[Supplied entries]

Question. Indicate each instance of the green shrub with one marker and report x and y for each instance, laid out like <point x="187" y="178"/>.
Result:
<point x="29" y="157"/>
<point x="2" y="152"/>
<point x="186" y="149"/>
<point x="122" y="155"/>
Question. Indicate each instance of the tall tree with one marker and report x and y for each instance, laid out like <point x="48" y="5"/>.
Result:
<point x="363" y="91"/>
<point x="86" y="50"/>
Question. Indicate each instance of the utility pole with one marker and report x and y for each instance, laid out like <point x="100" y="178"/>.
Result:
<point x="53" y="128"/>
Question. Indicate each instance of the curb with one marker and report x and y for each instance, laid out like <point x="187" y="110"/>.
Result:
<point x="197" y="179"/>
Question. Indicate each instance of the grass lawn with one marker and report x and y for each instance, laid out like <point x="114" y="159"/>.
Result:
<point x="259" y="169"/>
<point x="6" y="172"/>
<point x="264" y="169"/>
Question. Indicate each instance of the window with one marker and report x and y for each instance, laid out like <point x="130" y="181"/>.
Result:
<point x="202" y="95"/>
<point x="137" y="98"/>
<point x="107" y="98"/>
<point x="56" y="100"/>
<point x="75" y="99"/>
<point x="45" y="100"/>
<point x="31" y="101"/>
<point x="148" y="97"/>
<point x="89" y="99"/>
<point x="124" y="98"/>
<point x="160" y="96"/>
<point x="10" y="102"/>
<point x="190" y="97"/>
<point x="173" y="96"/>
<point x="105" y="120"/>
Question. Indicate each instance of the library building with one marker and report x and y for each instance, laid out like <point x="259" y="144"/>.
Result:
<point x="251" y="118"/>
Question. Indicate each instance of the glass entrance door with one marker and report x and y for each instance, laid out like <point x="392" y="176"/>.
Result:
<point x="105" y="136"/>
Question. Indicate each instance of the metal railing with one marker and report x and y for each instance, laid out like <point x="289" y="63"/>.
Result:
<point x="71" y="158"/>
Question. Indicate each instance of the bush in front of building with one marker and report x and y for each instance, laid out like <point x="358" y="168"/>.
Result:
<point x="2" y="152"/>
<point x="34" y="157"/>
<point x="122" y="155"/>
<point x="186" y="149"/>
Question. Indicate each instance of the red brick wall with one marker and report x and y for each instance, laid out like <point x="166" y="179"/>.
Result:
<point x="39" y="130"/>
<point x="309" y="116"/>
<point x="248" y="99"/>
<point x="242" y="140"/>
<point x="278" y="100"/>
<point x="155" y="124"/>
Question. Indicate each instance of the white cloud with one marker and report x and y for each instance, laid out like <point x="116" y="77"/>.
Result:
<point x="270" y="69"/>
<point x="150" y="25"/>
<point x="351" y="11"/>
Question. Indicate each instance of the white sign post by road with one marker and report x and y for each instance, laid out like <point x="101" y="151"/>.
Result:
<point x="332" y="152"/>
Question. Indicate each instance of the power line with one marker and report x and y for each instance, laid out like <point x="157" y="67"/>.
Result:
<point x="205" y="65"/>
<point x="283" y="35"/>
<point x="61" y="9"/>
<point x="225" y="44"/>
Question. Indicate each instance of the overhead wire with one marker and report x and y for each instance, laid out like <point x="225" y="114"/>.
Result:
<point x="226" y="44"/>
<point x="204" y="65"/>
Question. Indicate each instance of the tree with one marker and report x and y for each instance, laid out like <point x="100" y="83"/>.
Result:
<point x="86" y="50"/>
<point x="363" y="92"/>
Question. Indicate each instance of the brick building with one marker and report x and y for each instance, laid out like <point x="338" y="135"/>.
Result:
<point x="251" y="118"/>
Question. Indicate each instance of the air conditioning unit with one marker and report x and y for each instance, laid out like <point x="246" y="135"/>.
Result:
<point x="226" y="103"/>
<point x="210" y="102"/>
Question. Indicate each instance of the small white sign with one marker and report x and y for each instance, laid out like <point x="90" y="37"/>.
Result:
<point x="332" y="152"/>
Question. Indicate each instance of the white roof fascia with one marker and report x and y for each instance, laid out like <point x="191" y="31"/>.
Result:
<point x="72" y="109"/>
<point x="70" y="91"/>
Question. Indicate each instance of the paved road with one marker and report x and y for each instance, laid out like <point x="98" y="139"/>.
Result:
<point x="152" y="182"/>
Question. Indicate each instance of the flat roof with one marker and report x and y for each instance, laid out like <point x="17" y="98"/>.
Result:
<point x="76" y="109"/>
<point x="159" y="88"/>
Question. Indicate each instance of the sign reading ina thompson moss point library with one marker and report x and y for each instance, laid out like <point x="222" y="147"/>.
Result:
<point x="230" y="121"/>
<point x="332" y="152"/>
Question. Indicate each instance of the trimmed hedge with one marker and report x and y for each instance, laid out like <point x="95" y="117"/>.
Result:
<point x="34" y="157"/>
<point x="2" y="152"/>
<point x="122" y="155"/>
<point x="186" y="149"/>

[/Supplied entries]
[Supplied entries]

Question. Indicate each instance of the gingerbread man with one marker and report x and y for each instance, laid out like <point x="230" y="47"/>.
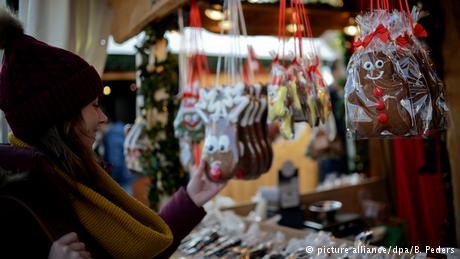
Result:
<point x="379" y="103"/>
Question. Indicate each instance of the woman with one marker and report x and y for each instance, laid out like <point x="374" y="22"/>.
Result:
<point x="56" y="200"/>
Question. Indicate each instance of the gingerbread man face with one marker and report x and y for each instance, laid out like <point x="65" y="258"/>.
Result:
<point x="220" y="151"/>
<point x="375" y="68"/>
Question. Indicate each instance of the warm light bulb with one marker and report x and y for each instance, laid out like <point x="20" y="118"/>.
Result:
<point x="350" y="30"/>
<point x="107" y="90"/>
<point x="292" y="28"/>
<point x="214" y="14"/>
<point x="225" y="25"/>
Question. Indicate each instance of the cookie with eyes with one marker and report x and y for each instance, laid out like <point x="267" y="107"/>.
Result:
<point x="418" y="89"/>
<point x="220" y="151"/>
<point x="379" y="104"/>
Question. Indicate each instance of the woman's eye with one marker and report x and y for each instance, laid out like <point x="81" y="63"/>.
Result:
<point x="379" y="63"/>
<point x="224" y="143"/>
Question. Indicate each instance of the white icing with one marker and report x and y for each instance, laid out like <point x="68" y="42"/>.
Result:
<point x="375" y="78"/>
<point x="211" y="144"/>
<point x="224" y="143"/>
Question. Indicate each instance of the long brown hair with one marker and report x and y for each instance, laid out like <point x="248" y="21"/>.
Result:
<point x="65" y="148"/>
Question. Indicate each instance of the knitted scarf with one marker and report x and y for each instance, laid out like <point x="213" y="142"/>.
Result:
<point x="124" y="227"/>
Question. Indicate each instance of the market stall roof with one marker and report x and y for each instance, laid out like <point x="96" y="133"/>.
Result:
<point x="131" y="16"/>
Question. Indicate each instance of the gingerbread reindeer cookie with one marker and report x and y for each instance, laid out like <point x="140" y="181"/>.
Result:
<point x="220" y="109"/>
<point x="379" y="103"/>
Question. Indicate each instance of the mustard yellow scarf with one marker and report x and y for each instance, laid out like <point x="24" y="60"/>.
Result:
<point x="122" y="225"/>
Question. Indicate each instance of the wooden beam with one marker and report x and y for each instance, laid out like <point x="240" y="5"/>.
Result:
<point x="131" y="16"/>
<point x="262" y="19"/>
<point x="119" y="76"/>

[/Supplied entries]

The task:
Every line in the records above that contains the word "cookie" is to be copied out.

Reply:
Question. Indicate each instance of the cookie with eyes with one marker and report x and y for each instance, laid out like <point x="267" y="107"/>.
Question. Indicate each instance of the gingerbread reindeer cookie with one marker and report x and y for each instance, laid out like <point x="140" y="181"/>.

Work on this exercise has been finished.